# EXERCISE DIRECTIONS
Copy out each of the items below word for word, leaving the pictures out.
::::
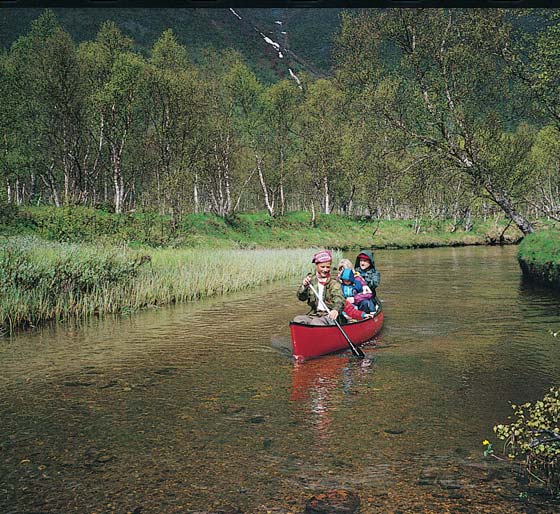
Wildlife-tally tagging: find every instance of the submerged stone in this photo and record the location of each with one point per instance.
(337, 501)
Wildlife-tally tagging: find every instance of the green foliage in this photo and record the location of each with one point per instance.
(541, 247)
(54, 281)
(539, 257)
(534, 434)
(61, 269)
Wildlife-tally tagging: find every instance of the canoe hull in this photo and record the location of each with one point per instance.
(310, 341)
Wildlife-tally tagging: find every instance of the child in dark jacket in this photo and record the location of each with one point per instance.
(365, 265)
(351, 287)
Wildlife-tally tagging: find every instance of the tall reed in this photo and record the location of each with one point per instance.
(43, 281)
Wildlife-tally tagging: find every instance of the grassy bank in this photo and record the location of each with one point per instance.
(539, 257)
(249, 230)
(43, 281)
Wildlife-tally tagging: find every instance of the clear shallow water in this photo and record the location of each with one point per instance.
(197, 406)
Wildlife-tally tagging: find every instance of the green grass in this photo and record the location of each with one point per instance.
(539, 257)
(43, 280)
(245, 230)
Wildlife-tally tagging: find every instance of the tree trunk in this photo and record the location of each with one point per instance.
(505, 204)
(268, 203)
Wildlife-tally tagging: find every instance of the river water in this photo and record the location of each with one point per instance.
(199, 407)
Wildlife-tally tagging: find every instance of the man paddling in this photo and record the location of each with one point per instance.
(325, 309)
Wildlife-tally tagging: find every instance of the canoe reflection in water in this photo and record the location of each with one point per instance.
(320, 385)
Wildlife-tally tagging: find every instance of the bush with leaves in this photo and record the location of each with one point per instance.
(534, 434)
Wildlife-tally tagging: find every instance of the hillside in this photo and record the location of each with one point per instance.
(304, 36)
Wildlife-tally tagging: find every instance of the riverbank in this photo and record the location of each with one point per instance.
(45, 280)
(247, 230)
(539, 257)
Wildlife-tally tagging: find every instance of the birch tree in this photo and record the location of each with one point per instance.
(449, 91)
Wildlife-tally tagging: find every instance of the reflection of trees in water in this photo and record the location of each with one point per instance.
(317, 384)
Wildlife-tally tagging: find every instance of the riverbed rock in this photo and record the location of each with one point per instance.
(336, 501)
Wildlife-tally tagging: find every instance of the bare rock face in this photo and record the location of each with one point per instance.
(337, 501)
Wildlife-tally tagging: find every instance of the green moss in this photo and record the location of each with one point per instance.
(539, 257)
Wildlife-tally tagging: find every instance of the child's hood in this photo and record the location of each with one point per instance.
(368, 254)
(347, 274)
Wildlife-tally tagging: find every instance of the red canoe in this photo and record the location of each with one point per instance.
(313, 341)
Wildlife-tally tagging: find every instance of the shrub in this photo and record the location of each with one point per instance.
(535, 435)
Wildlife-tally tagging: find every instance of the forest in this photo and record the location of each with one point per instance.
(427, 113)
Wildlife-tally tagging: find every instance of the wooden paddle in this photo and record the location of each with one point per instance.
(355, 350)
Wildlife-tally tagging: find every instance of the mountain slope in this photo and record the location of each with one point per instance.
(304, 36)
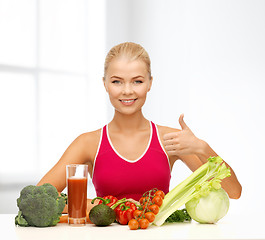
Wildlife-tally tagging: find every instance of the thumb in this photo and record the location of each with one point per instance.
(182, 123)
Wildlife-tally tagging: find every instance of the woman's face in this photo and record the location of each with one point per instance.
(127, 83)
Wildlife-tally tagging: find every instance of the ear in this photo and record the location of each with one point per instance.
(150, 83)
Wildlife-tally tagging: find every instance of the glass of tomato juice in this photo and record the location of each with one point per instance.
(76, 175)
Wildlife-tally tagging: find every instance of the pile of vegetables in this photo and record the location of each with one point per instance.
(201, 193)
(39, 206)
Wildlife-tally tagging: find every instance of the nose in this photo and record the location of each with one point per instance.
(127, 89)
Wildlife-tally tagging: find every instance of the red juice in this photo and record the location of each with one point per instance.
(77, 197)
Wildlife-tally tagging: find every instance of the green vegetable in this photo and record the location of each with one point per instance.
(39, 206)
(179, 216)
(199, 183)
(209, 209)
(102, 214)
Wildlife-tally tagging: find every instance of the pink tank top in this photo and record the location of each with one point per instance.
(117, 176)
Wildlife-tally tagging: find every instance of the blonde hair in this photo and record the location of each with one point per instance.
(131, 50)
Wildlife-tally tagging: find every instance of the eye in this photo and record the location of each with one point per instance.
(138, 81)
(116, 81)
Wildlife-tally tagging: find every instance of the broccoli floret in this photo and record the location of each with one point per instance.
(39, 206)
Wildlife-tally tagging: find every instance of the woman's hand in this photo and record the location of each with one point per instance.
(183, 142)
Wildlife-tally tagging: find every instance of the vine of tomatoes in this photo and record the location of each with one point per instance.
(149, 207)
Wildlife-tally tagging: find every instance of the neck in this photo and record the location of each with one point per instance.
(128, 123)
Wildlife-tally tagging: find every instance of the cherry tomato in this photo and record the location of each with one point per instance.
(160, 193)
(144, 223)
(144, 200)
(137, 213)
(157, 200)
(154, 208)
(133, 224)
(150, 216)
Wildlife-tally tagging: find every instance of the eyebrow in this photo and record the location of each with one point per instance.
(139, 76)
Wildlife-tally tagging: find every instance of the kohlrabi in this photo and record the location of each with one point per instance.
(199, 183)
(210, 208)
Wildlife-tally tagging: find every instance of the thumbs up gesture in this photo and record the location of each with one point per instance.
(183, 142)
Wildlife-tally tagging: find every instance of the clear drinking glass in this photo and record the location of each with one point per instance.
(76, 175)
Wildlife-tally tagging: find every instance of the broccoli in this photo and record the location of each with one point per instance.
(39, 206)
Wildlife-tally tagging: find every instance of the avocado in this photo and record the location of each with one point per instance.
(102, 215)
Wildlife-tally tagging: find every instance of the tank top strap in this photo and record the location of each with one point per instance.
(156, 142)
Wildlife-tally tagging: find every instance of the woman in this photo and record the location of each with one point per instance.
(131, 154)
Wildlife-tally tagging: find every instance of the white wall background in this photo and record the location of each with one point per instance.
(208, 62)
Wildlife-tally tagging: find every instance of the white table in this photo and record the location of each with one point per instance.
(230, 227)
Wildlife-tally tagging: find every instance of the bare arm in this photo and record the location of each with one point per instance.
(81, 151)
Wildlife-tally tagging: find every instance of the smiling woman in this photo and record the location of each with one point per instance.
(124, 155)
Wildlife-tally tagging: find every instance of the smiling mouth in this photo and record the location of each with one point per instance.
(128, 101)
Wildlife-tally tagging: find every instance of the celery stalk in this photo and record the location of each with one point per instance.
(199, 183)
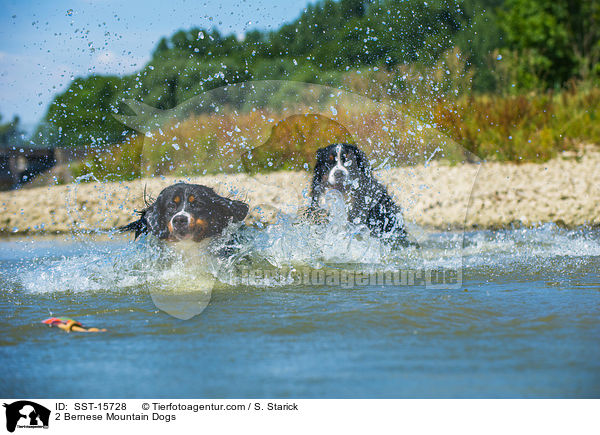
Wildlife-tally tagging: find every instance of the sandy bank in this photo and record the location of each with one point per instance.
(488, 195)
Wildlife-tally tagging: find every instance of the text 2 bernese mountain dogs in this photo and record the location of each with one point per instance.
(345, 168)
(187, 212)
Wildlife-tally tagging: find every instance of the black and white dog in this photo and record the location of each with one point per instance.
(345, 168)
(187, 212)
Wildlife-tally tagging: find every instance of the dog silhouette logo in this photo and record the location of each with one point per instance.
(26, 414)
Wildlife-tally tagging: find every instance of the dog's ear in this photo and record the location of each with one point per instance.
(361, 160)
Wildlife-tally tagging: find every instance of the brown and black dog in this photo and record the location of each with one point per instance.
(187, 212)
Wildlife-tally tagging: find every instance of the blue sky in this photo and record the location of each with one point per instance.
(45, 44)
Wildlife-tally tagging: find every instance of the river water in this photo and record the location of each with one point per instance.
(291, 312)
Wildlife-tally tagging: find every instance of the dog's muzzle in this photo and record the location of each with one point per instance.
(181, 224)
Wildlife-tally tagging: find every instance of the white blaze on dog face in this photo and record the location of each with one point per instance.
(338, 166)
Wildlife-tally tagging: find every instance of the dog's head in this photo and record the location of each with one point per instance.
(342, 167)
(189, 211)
::::
# CORRECT RESULT
Wildlife-tally tagging: find every instance of the submerged stone in this photo and record the location of each with one point per instance.
(337, 501)
Wildlife-tally tagging: find every instance of the green foliage in this photo and record the location of each with one point per instance.
(541, 247)
(54, 281)
(539, 257)
(534, 434)
(61, 269)
Wildlife-tally tagging: find every instance of the canoe hull in this photo and record the location of each with one point per instance.
(310, 341)
Wildlife-tally tagging: find every instance of the child in dark jacket in this photo and record the location of each with one point per instance.
(365, 265)
(351, 287)
Wildlife-tally tagging: find every instance of the tall reed in this photo and record the location of each with one point per instance.
(43, 281)
Wildlife-tally tagging: find every instance of the grassy bank in this photo and record the location of each with one point per instance.
(539, 257)
(249, 230)
(43, 281)
Wildlife-tally tagging: find every instance of the clear shallow water in this photo and record the location of each with one point per instance.
(197, 406)
Wildlife-tally tagging: find every instance of the green grass in this photo and record the location of each with one point per instance.
(539, 257)
(43, 280)
(245, 230)
Wildlife-tally tagging: find every instance of the tree trunk in this photo and record the location of each with one point per instance.
(505, 204)
(268, 203)
Wildlife-tally tagging: find every instance of the river water in this photo and record the location of each with one point per instance.
(199, 407)
Wildlife-tally tagging: find every instance of the man paddling in this photo and record the location of each with one point per instance.
(325, 309)
Wildlife-tally tagging: find every instance of the canoe reflection in water in this photo and record the location of each with one point per instance.
(320, 385)
Wildlife-tally tagging: find every instance of the bush with leaves in this photo and record the location of each with one point per instance.
(534, 434)
Wildlife-tally tagging: find every instance of the hillside in this photo and record the location of each with one point per instance.
(304, 36)
Wildlife-tally tagging: find every instance of the riverbank in this photo and record the location of each with one point per instance.
(45, 280)
(247, 230)
(539, 257)
Wildlife-tally tagging: find every instance of the birch tree in this photo and record the location of each with one point per instance.
(449, 91)
Wildlife-tally tagging: find every instance of the reflection of trees in water in this photo and record the location of each with one point per instance.
(317, 384)
Wildlife-tally tagging: find every instance of the riverbed rock in this photo and record the location of each with one point per instance.
(336, 501)
Wildlife-tally tagging: find every instance of the bare rock face in this photo and record the location of each with one point per instance.
(337, 501)
Wildlife-tally tagging: find every instance of the green moss in this photo and record the location of each with one point per instance.
(539, 257)
Wildlife-tally tagging: find every instance of the child's hood in this photo and record the location of each with one point per instance.
(368, 254)
(347, 274)
Wildlife-tally tagging: find every instance of the red canoe in this photo and record the location of each with one point per instance.
(313, 341)
Wildlife-tally tagging: find every instance of the shrub in this photo and record the location of each with one point per instance.
(535, 435)
Wildlife-tally tagging: find every instance of the forest in this photo and record the location of each with one point per instance.
(427, 113)
Wildlife-tally tagging: find every instance of the wooden paddle in this photo and record the location of each with one point per instance.
(355, 350)
Wildlife-tally tagging: find every instance of the mountain slope in this photo and record the location of each with one point per instance.
(304, 36)
Wildlife-tally tagging: find every instance of the thumb in this photo and record the location of each with one point per instance.
(182, 123)
Wildlife-tally tagging: find every instance of the woman's face in this photo and record the location of each with one point per instance.
(127, 83)
Wildlife-tally tagging: find every instance of the ear in this photo and record the location of each with one point per instance.
(150, 83)
Wildlife-tally tagging: find every instance of the glass of tomato juice in this photo and record the location of each with one point per instance.
(76, 175)
Wildlife-tally tagging: find every instance of the pile of vegetables in this photo and record the location of each with one point per instance.
(201, 193)
(39, 206)
Wildlife-tally tagging: find every instance of the nose in this photo and record the location of each with one point per instance.
(127, 89)
Wildlife-tally tagging: find every instance of the red juice in this photo and record the location of each with one point per instance.
(77, 197)
Wildlife-tally tagging: find every instance of the green vegetable in this photo and record the location of each with one point per instance.
(39, 206)
(179, 216)
(199, 183)
(209, 209)
(102, 214)
Wildlife-tally tagging: find every instance of the pink tank top in this photo and record the location of each with one point per instance.
(117, 176)
Wildlife-tally tagging: find every instance of the blonde hair in this photo and record the location of each with one point per instance.
(131, 50)
Wildlife-tally tagging: find every instance of the eye in this photo and record the location of each with one point per instance.
(138, 81)
(116, 81)
Wildlife-tally tagging: find every instance of the broccoli floret in this photo and record the location of each with one point per instance.
(39, 206)
Wildlife-tally tagging: find every instance of the woman's hand in this photo and record the location of each with one point per instance.
(183, 142)
Wildlife-tally tagging: find every instance of the vine of tomatoes in this photo and record the location of each with one point per instance.
(149, 207)
Wildlife-tally tagging: find every instance of the neck in this photo and record the location of each with one point per instance.
(128, 123)
Wildlife-tally tagging: find every instance of the cherry tomato in this photo and record the location of each with one point per instance.
(160, 193)
(144, 223)
(144, 200)
(137, 213)
(157, 200)
(154, 208)
(133, 224)
(150, 216)
Wildlife-tally tagging: find every instance of the eyebrow in this photo and record the location of each with one point per instance.
(139, 76)
Wildlife-tally tagging: find every instance of the kohlrabi in this photo and record the location of each with one point per instance.
(199, 183)
(210, 208)
Wildlife-tally tagging: find every instance of the thumbs up gesture in this photo and record the location of each with one point per instance.
(183, 142)
Wildlife-tally tagging: find every instance of the clear drinking glass in this photo and record the location of each with one point per instance.
(76, 175)
Wildlife-tally tagging: find every instance of the broccoli in this photo and record the location of each with one point per instance.
(39, 206)
Wildlife-tally tagging: find every instance of the avocado in this photo and record the location of each with one point per instance.
(102, 215)
Wildlife-tally tagging: find every instance of the tank top strap in this photo and record the location of each with one point per instance.
(156, 142)
Wildlife-tally tagging: find every instance of the woman in this photo and record the location of each with one point per instance.
(131, 154)
Wildlife-tally tagging: find every instance of the white wall background in this photo and record the location of each with one point per instance.
(208, 62)
Wildlife-tally tagging: find every instance of the white table in this photo and record the location of each with one point per instance.
(230, 227)
Wildlife-tally tagging: find every instance of the bare arm in this photo and record the location of each with one point per instance.
(81, 151)
Wildlife-tally tagging: find every instance of the smiling woman in this photo and record the location of each with one point per instance.
(124, 155)
Wildlife-tally tagging: find every instance of the smiling mouth in this photo and record the location of each with one point per instance.
(128, 101)
Wildlife-tally tagging: find every instance of the celery stalk in this photo and record the location of each with one point per instance.
(199, 183)
Wildlife-tally tagging: find every instance of the sandy bank in this photo and record the location of each with one point per instance.
(488, 195)
Wildlife-tally tagging: find every instance of the text 2 bernese mountain dogs in this photo and record the location of each with one point per instance.
(345, 168)
(187, 212)
Wildlife-tally tagging: find every instance of the black and white dog in this photo and record the location of each with one point per instance.
(345, 168)
(187, 212)
Wildlife-tally tagging: find every instance of the dog silhouette logo in this photo and record the location of each with one point per instance.
(26, 414)
Wildlife-tally tagging: find every instance of the dog's ear in this photo and record the location of each with one point per instance.
(361, 160)
Wildlife-tally tagging: find every instance of the brown and black dog in this photo and record the location of each with one point per instance.
(187, 212)
Wildlife-tally tagging: find every instance of the blue sky in this photo and record the location of each with one point per instance.
(45, 44)
Wildlife-tally tagging: find every instance of the river water in this photo and record the location of each with one point per instance.
(291, 312)
Wildlife-tally tagging: find every instance of the dog's muzzle in this photo and record the location of each with one point per instance.
(181, 224)
Wildlife-tally tagging: find every instance of the white blaze on dog face in this photo and record the location of each with one point per instance.
(338, 166)
Wildlife-tally tagging: find every instance of the dog's head in this photo and record the location of each with one point per instance.
(342, 167)
(189, 211)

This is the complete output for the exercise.